> [QUESTIONS]
**1)** Please answer these questions about the Samsung succession article, one per line:
(a) At what age did Lee Kun-hee die?
(b) By what percentage did Samsung C&T shares jump on Monday?
(c) What stake does Lee Jae-yong hold in Samsung C&T?
**2)** Carry on the Samsung succession article from its final sentence.

> [TEXT SEGMENT]

Key Samsung units surge as succession issue looms following group chief’s death

October 26, 2020

 Shares in Samsung Group’s key affiliates closed higher Monday on expectations that they may increase dividend payouts to help the late Samsung chief’s scions secure funds to pay record high inheritance taxes and they may overhaul their governance structures.

Samsung Group chief Lee Kun-hee died Sunday at age 78, more than six years after being hospitalized for a heart attack.

Shares in three Samsung affiliates held by the late group chief spiked in the morning session as investors bet that the senior Lee’s death may facilitate a revamp of the governance structure at key affiliates, and his only son and group heir, Lee Jae-yong, will cement his grip on the country’s largest conglomerate down the road.

Industry sources said the late Samsung Electronics chairman’s scions may have to pay 10 trillion won (US$8.85 billion) in inheritance tax.

Samsung Electronics Vice Chairman Lee Jae-yong arrives at Samsung Medical Center in southern Seoul on Oct. 25, 2020, where the memorial altar for his late father Lee Kun-hee was set up. (Yonhap)
This file photo shows the late Samsung chief Lee Kun-hee. (Yonha).

Samsung Electronics Vice Chairman Lee Jae-yong arrives at Samsung Medical Center in southern Seoul on Oct. 25, 2020, where the memorial altar for his late father Lee Kun-hee was set up. (Yonhap)

Tech giant Samsung Electronics, the group’s crown jewel, closed at 60,400 won on the main bourse, up 0.33 percent from the previous session. Samsung C&T, the group’s de facto holding company, jumped 13.46 percent to 118,000 won, and Samsung Life Insurance, which holds a stake in Samsung Electronics, gained 3.8 percent to 65,500 won.

The broader KOSPI ended 0.72 percent down.

“Lee Jae-yong may use dividend payouts and his family’s financing to pay out the inheritance tax if he receives his late father’s stake in Samsung Electronics and Samsung Life Insurance,” said Yoo Jong-woo, an analyst at Korea Investment & Securities Co.

As of end-June, the late chairman held a 4.18 percent stake in Samsung Electronics, a 2.86 percent stake in Samsung C&T and a 20.76 percent stake in Samsung Life Insurance, among others. The value of his stock holdings is estimated at some 18 trillion won.

Samsung Electronics Vice Chairman Jae-yong, the de facto chief of the group, controls the group with a cobweb-like ownership structure linking Samsung C&T, Samsung Life Insurance and Samsung Electronics.

He holds a 0.7 percent stake in the tech behemoth but controls Samsung Group through his grip on Samsung C&T with a 17.33 percent stake.

> [DATA]
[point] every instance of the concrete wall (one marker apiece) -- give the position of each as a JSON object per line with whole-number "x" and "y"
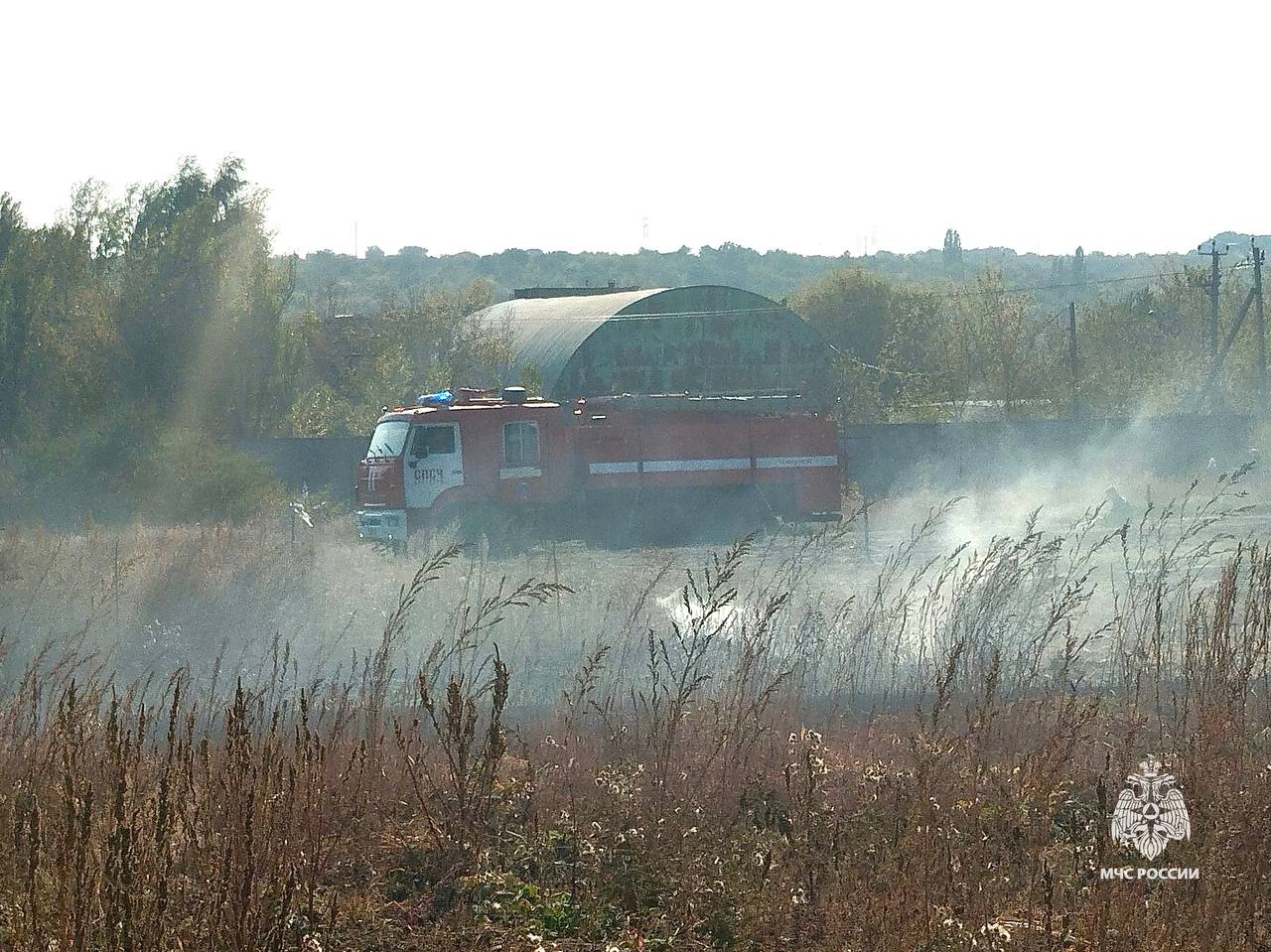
{"x": 893, "y": 458}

> [SOLVED TASKS]
**1)**
(a) 78
(b) 13.46 percent
(c) 17.33 percent

**2)**
The combined value of Jae-yong’s stock holdings of Samsung C&T and other units is estimated at some 7 trillion won.

In May, Lee made a rare public apology over a controversy related to his succession issue, saying he will not hand over managerial power to his children.

His succession process has involved a high-profile bribery case and a controversial merger of two of its key units — Samsung C&T Corp. and Cheil Industries Inc. — in 2015. Legal battles on both fronts are still under way.

The top court ordered a lower court last year to reconsider its suspended jail sentence for him in a massive bribery scandal that led to the ouster of former President Park Geun-hye.

The prosecution also indicted Lee last month over his alleged involvement in the 2015 merger of the two Samsung affiliates and fraudulent accounting of a pharmaceutical unit.

Samsung is also under pressure in revamping its corporate structure, as a bill designed to limit stock holdings in affiliates by an insurance firm largely targets Samsung Life Insurance.

Under the bill proposed by ruling party lawmakers, the value of stocks in affiliates held by an insurance company should not exceed 3 percent of its total assets, and such stock value should be calculated with market prices.

The bill, if passed, would force Samsung Life Insurance to unload the bulk of its stake in Samsung Electronics, which could in turn reduce Lee Jae-yong’s grip on the tech giant.

“Unlike investors’ anticipation, there seems to be a slim possibility about an imminent overhaul in the group’s governance structure,” said Eun Kyeong-wan, an analyst at Meritz Securities. “At least, uncertainty surrounding Lee’s legal problems should be first dispelled.”